◆ DEINE AUFGABE
Was steht im Artikel über Udo Madaus weiter unten zu diesen Punkten?
(a) In welchem Kölner Stadtteil liegt das Bürogebäude, in dem Udo Madaus sein Büro hat?
(b) Mit welchem Ausdruck vergleicht Madaus den Skandal?
(c) Welche Heilpflanze brachte sein Onkel Gerhard aus Amerika mit?

◆ TEXTAUSZUG
- - -

Seit Jahren streitet der Kölner um die Rückgabe des enteigneten Arzneimittelunternehmens seiner Familie in Radebeul

Von Heinrich Löbbers

"Ich fühle mich noch als Sachse."

Der Dieb, der Hehler und der Fabrikant

Dresden ist allgegenwärtig in dem Bürogebäude draußen am Stadtrand in Köln-Merheim. Jedenfalls in der vierten Etage des früheren Verwaltungssitzes der Madaus AG, wo Dr. Udo Madaus noch sein etwas in die Jahre gekommenes Büro hat. In diesem Jahr wird er 80, aus der Leitung des Arzneimittelunternehmens hat er sich längst zurückgezogen. Aber er hat noch eine Mission. Udo Madaus aus Köln, geboren in Radeburg, aufgewachsen in Radebeul, kämpft gegen "Staatshehlerei", "Rechtsbeugung", "Verbrechen gegen die Menschlichkeit" und was ihm noch alles für Begriffe einfallen, wenn es um die Enteignungen in der sowjetischen Besatzungszone zwischen 1945 und 1949 geht und vor allem um die verweigerte Rückgabe nach 1990. Um die Wahrheit gehe es ihm, sagt Udo Madaus und um die Rückgabe des nach dem Krieg konfiszierten Familienbetriebs in Radebeul. Der Mann gibt nicht auf. Er spricht von einem "deutschen Watergate": "Keiner soll sagen können, er habe von diesem Skandal nichts gewußt."

*Indianische Heilpflanzen am sächsischen Elbhang*

Sein Büro, von dem aus Dr. Udo Madaus den "Skandal" in die Welt hinausruft, ist voller Erinnerungen an die Heimat. Stadtwappen von Dresden und Radebeul, eine Skizzensammlung des Dresdner Malers Robert Sterl hängt an der Wand. "Die wird vielleicht mal im Dresdner Stadtmuseum gezeigt", sagt Madaus. Im Regal liegt ein dicker Trümmerstein der Frauenkirche, in einem Extraraum hängen die Wände voller Stifterbriefe für die Frauenkirche. Madaus hat vor Jahren in Köln einen Freundeskreis für den Wiederaufbau gegründet. Er ist fasziniert von der Idee, daß dort wiederentsteht, was in der Vergangenheit einmal zerstört wurde. "Hier, das ist unsere Vergangenheit", sagt er und zeigt an der Wand auf ein Bild vom Firmengelände der Madaus-Werke in Radebeul. Aus den 30er/40er Jahren muß das sein, als sich das Unternehmen mit Naturheilmitteln bereits einen Namen gemacht und mehrere Zweigniederlassungen hatte. Das heute noch verbreitete Echinacin zum Beispiel stammt aus jener Zeit. Udo Madaus' Onkel Gerhard hatte die indianische Heilpflanze Echinacea purpurea aus Amerika mitgebracht, in Radebeul kultiviert und daraus ein Aufbaupräparat gemacht.

- - -

◆ DATENSATZ
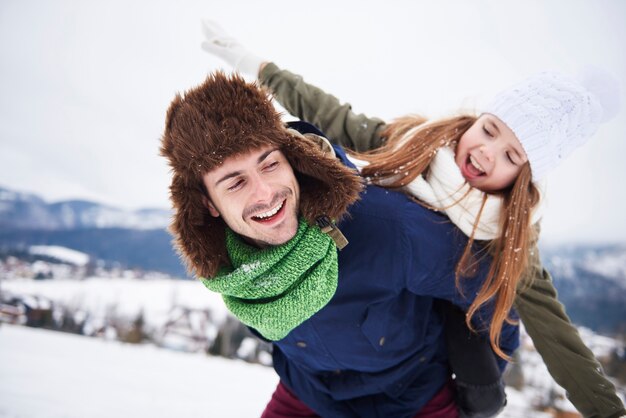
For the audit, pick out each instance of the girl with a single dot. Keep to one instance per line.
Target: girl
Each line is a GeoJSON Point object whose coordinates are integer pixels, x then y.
{"type": "Point", "coordinates": [483, 172]}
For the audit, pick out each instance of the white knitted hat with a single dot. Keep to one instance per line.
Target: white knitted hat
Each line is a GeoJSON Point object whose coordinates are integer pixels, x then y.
{"type": "Point", "coordinates": [552, 114]}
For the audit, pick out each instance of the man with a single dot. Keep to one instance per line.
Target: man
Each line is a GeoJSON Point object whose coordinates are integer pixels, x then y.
{"type": "Point", "coordinates": [355, 333]}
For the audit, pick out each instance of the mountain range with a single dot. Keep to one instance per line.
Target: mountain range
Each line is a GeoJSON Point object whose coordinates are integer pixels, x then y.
{"type": "Point", "coordinates": [590, 279]}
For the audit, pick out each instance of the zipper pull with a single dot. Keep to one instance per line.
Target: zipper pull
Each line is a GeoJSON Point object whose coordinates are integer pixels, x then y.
{"type": "Point", "coordinates": [329, 228]}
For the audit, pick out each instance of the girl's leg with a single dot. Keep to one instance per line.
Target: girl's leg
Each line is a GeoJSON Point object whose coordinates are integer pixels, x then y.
{"type": "Point", "coordinates": [284, 404]}
{"type": "Point", "coordinates": [442, 405]}
{"type": "Point", "coordinates": [479, 385]}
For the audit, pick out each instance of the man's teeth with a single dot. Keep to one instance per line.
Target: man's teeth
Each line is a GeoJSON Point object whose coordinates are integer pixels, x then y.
{"type": "Point", "coordinates": [271, 212]}
{"type": "Point", "coordinates": [476, 165]}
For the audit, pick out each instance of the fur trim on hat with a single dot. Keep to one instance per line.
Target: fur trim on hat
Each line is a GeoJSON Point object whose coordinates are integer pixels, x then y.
{"type": "Point", "coordinates": [224, 117]}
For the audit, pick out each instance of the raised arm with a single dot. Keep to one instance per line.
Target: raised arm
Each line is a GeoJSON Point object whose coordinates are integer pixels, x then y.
{"type": "Point", "coordinates": [309, 103]}
{"type": "Point", "coordinates": [569, 361]}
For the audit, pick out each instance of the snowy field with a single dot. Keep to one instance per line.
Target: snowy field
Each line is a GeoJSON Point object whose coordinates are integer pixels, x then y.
{"type": "Point", "coordinates": [48, 374]}
{"type": "Point", "coordinates": [56, 375]}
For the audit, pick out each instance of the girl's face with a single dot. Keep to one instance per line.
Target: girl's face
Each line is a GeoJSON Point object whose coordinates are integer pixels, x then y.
{"type": "Point", "coordinates": [489, 154]}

- - -

◆ ERGEBNIS
(a) In Köln-Merheim.
(b) Mit einem „deutschen Watergate“.
(c) Echinacea purpurea.